### Your assignment
The records below need to be restated word for word.

[Point localization data]
******************************
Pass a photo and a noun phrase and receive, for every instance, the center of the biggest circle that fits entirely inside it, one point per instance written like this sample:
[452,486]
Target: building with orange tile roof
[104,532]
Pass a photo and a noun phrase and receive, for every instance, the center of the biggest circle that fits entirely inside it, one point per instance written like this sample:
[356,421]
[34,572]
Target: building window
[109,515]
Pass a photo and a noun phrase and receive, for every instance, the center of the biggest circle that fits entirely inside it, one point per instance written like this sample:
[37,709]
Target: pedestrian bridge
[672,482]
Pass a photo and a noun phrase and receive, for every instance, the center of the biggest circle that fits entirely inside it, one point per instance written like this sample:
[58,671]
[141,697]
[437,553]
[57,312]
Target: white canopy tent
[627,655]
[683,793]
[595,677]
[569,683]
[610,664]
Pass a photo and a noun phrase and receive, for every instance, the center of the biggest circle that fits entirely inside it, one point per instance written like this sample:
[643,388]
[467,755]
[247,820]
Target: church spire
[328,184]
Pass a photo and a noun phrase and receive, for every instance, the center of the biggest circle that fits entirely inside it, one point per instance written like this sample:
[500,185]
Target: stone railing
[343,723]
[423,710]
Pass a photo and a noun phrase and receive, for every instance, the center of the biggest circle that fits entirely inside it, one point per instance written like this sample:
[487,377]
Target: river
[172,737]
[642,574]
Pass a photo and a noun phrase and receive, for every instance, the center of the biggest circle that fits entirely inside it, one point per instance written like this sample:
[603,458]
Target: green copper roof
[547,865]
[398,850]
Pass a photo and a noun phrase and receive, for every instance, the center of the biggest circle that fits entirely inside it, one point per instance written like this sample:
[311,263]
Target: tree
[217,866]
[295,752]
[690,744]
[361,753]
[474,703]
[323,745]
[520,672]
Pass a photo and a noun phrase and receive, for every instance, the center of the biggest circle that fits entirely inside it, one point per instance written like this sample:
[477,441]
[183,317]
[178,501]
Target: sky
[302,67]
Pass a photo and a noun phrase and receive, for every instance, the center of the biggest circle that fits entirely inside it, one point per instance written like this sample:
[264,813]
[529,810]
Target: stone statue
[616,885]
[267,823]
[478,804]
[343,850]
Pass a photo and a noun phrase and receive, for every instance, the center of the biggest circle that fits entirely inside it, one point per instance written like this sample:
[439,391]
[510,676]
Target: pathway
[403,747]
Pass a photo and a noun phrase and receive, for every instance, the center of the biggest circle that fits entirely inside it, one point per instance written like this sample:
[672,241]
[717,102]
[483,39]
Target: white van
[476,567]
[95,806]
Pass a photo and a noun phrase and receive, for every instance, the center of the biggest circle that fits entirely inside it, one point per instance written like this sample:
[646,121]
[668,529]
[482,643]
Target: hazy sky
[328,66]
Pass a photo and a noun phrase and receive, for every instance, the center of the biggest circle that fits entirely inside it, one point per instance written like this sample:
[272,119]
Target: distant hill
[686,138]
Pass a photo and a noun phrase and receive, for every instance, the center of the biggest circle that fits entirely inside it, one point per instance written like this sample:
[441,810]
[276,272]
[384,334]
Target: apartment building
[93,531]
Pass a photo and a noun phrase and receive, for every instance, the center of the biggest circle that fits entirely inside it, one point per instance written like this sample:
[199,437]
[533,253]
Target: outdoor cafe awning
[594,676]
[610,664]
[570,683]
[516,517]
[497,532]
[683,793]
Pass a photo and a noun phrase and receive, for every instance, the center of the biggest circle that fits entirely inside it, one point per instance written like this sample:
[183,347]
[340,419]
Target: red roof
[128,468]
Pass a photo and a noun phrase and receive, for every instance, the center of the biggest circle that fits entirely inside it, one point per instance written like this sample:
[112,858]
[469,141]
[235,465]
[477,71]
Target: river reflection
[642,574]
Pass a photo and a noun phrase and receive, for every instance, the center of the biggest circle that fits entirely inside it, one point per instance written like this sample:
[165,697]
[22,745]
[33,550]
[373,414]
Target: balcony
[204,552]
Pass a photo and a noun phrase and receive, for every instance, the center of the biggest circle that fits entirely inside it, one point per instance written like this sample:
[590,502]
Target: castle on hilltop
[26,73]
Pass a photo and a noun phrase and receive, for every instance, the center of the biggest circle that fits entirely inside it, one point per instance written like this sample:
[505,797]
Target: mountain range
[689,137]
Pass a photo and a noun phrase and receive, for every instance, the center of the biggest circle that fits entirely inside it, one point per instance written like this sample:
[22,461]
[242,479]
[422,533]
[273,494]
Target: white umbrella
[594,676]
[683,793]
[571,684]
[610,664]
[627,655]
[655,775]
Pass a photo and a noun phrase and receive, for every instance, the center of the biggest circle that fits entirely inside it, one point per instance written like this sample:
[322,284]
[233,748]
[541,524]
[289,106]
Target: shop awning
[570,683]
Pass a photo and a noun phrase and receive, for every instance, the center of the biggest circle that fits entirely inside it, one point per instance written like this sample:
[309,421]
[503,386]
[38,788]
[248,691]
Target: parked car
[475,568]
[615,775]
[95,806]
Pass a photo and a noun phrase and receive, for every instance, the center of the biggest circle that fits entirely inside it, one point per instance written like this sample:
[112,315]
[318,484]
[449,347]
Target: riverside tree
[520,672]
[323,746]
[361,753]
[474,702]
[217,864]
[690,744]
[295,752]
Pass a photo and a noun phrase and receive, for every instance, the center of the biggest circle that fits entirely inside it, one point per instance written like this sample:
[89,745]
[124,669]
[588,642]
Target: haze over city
******************************
### Solved problem
Pass a photo and a noun phrase and receive, for every instance, the center of the biggest circle that fits entirely inside it, one point per instance written like this sample:
[452,486]
Target: building with orange tile roof
[104,532]
Pass a photo and a noun phrase and receive, for every instance, the center of the biggest circle that fits entirely inside it, one point per instance written like this sample:
[356,421]
[34,572]
Target: building window
[109,515]
Pass a photo and a noun phrase and receive, for every instance, the center of the biggest circle that fits entirely inside it, one point per instance written like this sample:
[37,709]
Target: pedestrian bridge
[672,482]
Pass a photo and a noun phrase and receive, for every instance, the center of the biggest circle that fits entirely inside it, one point per instance written like this sample:
[58,671]
[141,697]
[437,553]
[57,312]
Target: white canopy tent
[627,655]
[683,793]
[595,677]
[569,683]
[610,664]
Pass a photo and a noun phrase and receive, for every instance, the center of the biggest circle that fits entirely inside it, one point per instance written like this sample:
[643,388]
[467,755]
[247,820]
Target: church spire
[328,184]
Pass a photo and a noun phrase and receive, for every instance, the center of the biggest circle that fits entirely inside it, one point per instance written like this sample:
[500,185]
Target: stone railing
[343,723]
[423,710]
Pass a photo and a noun phrase and receive, for every instance, the center of the biggest circle that fits entirely inside it, one point per instance written like this sample:
[487,377]
Target: river
[172,737]
[642,574]
Pass a photo and a noun phrase and receive, for every instance, the center of the biggest circle that fits entirely inside it, one point per instance written like this sample:
[603,458]
Target: green copper roof
[547,865]
[398,850]
Pass a photo and a noun phrase and receive, for every instance, the center of the biggest circle that fits entirely inside it, one point per instance written like this sample:
[311,263]
Target: tree
[217,866]
[295,752]
[690,744]
[361,753]
[474,703]
[323,745]
[520,672]
Pass a photo and a noun phrase and receive, for every instance, the center of the biggest circle that fits entirely inside it, one point per instance written like this sample:
[477,441]
[183,317]
[178,501]
Target: sky
[302,67]
Pass a photo and a noun phrase and receive, for every instance, the center of the biggest circle that fits entirely inside it, one point per instance written like this sample:
[264,813]
[529,810]
Target: stone statue
[616,885]
[267,823]
[478,804]
[343,850]
Pass a photo and a noun phrase and receive, for every instance, the center of the biggest circle that fits entirely inside it, one point per instance written like this sample:
[439,391]
[510,676]
Target: pathway
[403,747]
Pass a photo and a noun phrase and receive, for every instance, the center of the biggest circle that fits entirely inside it, one point per instance written like this sample:
[672,241]
[717,102]
[483,39]
Target: white van
[476,567]
[95,806]
Pass a photo and a noun phrase and receive, for every instance, the center of the biggest circle that fits entirely inside it, one point per instance written like this sample:
[646,121]
[668,529]
[482,643]
Target: hazy sky
[328,66]
Pass a photo and a noun phrase and receive, for every instance, the center of the biggest circle that fits entirely inside it, one point per instance written like this sample:
[272,119]
Target: distant hill
[686,138]
Pass a photo and a noun phrase and receive, for every instance, the center of the biggest circle that fits entirely inside it, one point per instance written like this sample:
[441,810]
[276,272]
[384,334]
Target: apartment building
[93,531]
Pass a photo and a noun phrase and receive, for every instance, the center of the biggest circle that fits entirely inside it, one point per instance written like this sample:
[199,437]
[533,253]
Target: outdoor cafe awning
[594,676]
[610,664]
[570,683]
[516,517]
[497,532]
[683,793]
Pass a photo and a noun phrase and receive, for every instance, the center of the biggest circle that fits entirely inside it, one point per instance written like this sample:
[183,347]
[340,419]
Target: red roof
[128,468]
Pass a photo and a noun phrase and receive, for every instance, the center of the biggest circle that fits entirely inside it, one point per instance written like this sample:
[112,858]
[469,141]
[235,465]
[477,71]
Target: river reflection
[642,574]
Pass a photo and a noun phrase and receive, for every instance, the center of the biggest circle that fits entirely inside it, one point per instance written like this sample:
[165,697]
[22,745]
[33,550]
[373,414]
Target: balcony
[204,552]
Pass a photo and a noun phrase and receive, for every instance, the center of the biggest circle that fits entirely inside it, one point per instance written like this sample:
[590,502]
Target: castle on hilltop
[26,73]
Pass a photo and a noun phrase and receive, for every instance, the center of the biggest circle that fits entirely inside it, one point per instance written like this sample:
[505,797]
Target: mountain range
[689,137]
Pass a photo and a noun phrase and receive, for every instance, the center of the biggest circle that fits entirely inside it, one point per instance written like this sample:
[22,461]
[242,479]
[422,533]
[273,494]
Target: white umbrella
[594,676]
[683,793]
[571,684]
[610,664]
[627,655]
[655,775]
Pass a photo and a noun phrase and receive, for every instance, the center of the biggest circle that fits entirely inside it, one point per instance written like this sample:
[322,284]
[233,748]
[541,524]
[289,106]
Target: shop awning
[570,683]
Pass a photo and a noun phrase and receive, for every instance, the center of the biggest circle that fits entirely inside it, one point per instance written like this sample:
[309,421]
[503,386]
[38,788]
[248,691]
Target: parked car
[475,568]
[615,775]
[95,806]
Pass a photo and a noun phrase and receive, for every instance, the center of the biggest circle that fits entirely inside it, one point per instance written like this sample:
[112,315]
[318,484]
[449,347]
Target: riverside tree
[520,672]
[323,746]
[361,753]
[474,702]
[217,864]
[690,744]
[295,752]
Pass a photo and a noun phrase and receive, for every instance, the center of the biggest circle that fits entirely inside it, one point per instance written like this sample:
[89,745]
[124,669]
[588,642]
Target: haze over city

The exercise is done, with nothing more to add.